Extract each line of the records below that contains the string "window".

Entries on locating named things
★ ★ ★ ★ ★ ★ ★

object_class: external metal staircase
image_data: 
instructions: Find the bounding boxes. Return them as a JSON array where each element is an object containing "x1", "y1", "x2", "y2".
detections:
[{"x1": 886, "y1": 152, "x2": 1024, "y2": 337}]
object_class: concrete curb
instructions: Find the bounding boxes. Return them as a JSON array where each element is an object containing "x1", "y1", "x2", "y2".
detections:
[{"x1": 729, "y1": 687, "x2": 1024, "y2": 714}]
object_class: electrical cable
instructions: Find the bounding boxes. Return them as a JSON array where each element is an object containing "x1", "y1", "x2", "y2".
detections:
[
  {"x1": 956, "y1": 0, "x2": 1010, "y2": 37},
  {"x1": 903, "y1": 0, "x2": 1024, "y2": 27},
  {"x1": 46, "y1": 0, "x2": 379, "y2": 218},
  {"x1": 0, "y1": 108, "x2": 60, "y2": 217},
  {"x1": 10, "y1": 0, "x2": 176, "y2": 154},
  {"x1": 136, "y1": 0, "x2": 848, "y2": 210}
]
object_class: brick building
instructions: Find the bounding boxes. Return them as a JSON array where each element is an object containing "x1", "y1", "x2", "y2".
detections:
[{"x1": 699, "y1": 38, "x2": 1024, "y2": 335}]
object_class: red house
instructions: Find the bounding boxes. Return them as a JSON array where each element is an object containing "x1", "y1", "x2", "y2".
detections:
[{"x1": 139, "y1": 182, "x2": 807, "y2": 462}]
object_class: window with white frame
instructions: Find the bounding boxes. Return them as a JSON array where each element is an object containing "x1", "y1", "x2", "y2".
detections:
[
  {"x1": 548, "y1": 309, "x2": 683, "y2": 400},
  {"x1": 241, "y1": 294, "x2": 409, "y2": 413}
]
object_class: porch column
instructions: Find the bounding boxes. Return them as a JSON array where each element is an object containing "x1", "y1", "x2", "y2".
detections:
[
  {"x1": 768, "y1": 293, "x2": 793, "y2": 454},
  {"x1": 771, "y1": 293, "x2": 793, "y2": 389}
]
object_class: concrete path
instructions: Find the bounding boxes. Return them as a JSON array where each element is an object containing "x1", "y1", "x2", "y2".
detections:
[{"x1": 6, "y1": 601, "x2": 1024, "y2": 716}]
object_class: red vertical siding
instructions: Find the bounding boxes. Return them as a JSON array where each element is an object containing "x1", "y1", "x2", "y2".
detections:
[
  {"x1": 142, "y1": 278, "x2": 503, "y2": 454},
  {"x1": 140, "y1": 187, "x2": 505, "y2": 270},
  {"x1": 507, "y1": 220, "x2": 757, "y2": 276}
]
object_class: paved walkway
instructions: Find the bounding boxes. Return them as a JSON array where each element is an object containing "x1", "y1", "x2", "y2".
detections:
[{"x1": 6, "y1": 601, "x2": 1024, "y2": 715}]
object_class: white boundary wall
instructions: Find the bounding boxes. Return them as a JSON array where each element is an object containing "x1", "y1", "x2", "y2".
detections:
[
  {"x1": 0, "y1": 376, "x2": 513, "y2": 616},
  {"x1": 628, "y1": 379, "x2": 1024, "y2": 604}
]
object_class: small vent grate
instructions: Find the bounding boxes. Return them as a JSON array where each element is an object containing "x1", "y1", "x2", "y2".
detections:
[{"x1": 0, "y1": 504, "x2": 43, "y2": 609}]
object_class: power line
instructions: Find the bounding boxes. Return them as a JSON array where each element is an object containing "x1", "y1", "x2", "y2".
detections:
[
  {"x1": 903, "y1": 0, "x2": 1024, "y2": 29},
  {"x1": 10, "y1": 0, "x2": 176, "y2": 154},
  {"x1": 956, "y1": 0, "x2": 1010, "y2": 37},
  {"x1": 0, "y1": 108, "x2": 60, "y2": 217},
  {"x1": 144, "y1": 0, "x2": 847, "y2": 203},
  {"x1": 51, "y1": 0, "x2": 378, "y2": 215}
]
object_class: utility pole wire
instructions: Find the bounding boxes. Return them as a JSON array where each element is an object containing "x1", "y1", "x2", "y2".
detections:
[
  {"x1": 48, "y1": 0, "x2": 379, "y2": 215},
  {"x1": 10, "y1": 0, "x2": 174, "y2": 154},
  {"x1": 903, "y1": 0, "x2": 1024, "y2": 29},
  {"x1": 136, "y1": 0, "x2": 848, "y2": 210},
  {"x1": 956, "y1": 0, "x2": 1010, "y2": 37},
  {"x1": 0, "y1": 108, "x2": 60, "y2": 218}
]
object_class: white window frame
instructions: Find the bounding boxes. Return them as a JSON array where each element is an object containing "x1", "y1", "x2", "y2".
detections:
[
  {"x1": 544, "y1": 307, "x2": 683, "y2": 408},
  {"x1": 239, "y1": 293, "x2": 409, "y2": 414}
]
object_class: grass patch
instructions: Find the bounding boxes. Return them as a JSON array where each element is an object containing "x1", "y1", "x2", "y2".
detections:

★ ★ ★ ★ ★ ★ ★

*Final result*.
object_class: window with white frame
object_class: white window frame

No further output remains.